Task brief: Restate all of the entries exactly, dropping any pictures they hold.

* * * * *

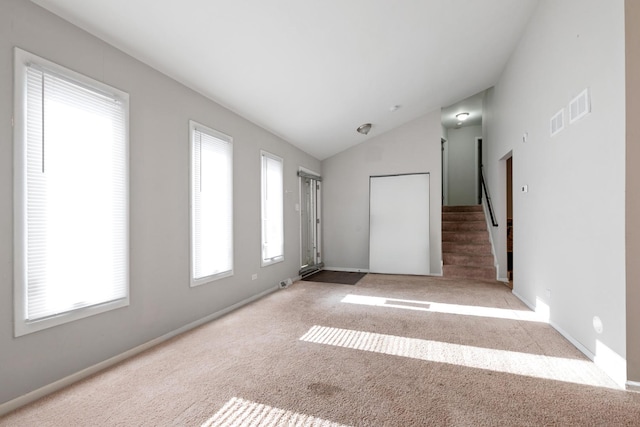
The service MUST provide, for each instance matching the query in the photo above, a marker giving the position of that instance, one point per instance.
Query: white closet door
(399, 224)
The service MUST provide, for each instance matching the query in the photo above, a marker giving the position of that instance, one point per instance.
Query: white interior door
(399, 224)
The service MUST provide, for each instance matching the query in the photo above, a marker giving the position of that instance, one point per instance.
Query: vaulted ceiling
(312, 71)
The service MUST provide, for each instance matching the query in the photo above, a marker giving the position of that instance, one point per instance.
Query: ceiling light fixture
(364, 129)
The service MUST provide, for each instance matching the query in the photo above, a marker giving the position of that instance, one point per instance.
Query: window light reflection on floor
(511, 362)
(241, 412)
(467, 310)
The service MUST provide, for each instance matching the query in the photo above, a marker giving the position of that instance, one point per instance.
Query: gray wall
(632, 17)
(462, 170)
(414, 147)
(161, 299)
(569, 229)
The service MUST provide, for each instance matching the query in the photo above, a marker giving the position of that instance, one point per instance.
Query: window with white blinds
(272, 209)
(211, 204)
(71, 165)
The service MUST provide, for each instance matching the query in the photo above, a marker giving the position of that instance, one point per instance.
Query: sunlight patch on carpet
(241, 412)
(436, 307)
(510, 362)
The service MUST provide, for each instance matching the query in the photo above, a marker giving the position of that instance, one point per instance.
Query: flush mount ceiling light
(364, 129)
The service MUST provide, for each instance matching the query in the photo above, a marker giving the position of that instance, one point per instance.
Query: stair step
(463, 216)
(464, 226)
(469, 272)
(469, 208)
(453, 258)
(465, 236)
(467, 247)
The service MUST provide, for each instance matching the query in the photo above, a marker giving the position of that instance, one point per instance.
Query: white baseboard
(633, 386)
(349, 270)
(611, 363)
(30, 397)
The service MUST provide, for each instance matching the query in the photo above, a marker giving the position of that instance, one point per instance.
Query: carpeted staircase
(466, 250)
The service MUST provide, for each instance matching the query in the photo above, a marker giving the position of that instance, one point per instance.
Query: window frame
(194, 282)
(23, 326)
(279, 258)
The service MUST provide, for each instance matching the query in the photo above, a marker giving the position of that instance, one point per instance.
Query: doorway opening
(510, 220)
(310, 224)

* * * * *

Worked solution:
The service MUST provide, for each instance matching the query in the photo above, a marker giving the position of that instance, one point per instance.
Query: white closet door
(399, 224)
The service MUST provide, for each instance matching the query in the photo above, a marker giving the position of that instance, one point per instance.
Query: white interior door
(399, 224)
The service MUST provide, for each instance matching the query in the photo above, a marker giving the position of that instance, one point per instance.
Query: vaulted ceiling
(312, 71)
The service MUST provide, for each instance matching the query in the photo above, a marker giving the position of that instance, one point per instance.
Query: ceiling light fixture
(364, 129)
The service MUST provide, for each instance matching the query in the photo above, a marker giving the position of that instance, one point per instance.
Query: window light reflection on floor
(511, 362)
(241, 412)
(467, 310)
The service MUST provide, for each instance matching the query in the photo above, a marker giving the position of that instance, one point per instance.
Query: gray wall
(632, 17)
(462, 170)
(414, 147)
(161, 299)
(569, 229)
The service MUST provide, for each instance matching the query in the photo above, a marker giving the position of that instance, one point per instance.
Query: window with white blinds
(272, 209)
(211, 204)
(71, 165)
The service MUST provide, for each instance matching the query in the photo above, a marker giving the position of that instance, one point per instance.
Query: sunlight patch on carpet
(241, 412)
(436, 307)
(510, 362)
The service MUST provide, for each instance matching the query in the photo above, a marker giving the position of that instance, one point per instance.
Query: flush mount ceiling light
(364, 129)
The service MUST provide, for each instance matching the query in the photo above, a marker giving the position of that instance, one point per instance.
Query: stair step
(463, 216)
(464, 226)
(469, 272)
(469, 208)
(453, 258)
(465, 236)
(467, 247)
The service MUST provide, for each instance matching the query in the photo above, a marker giving the position of that instance, one point per instance.
Query: white baseboard
(633, 386)
(349, 270)
(611, 363)
(30, 397)
The service MUST provide, for each instance matching the query in the photo above, a marker giving the position of that instance, one point per instance.
Query: carpeted staircase
(466, 250)
The service MUST provide, for each instance matching the query in the photo above, a marker giving the position of that instance, one point per instance.
Query: window frame
(194, 282)
(23, 326)
(279, 258)
The service MUST provide, for each instance matching the query in the photo above, a marker giving the position of that instance, one point per instance.
Query: doorway opening
(510, 220)
(310, 224)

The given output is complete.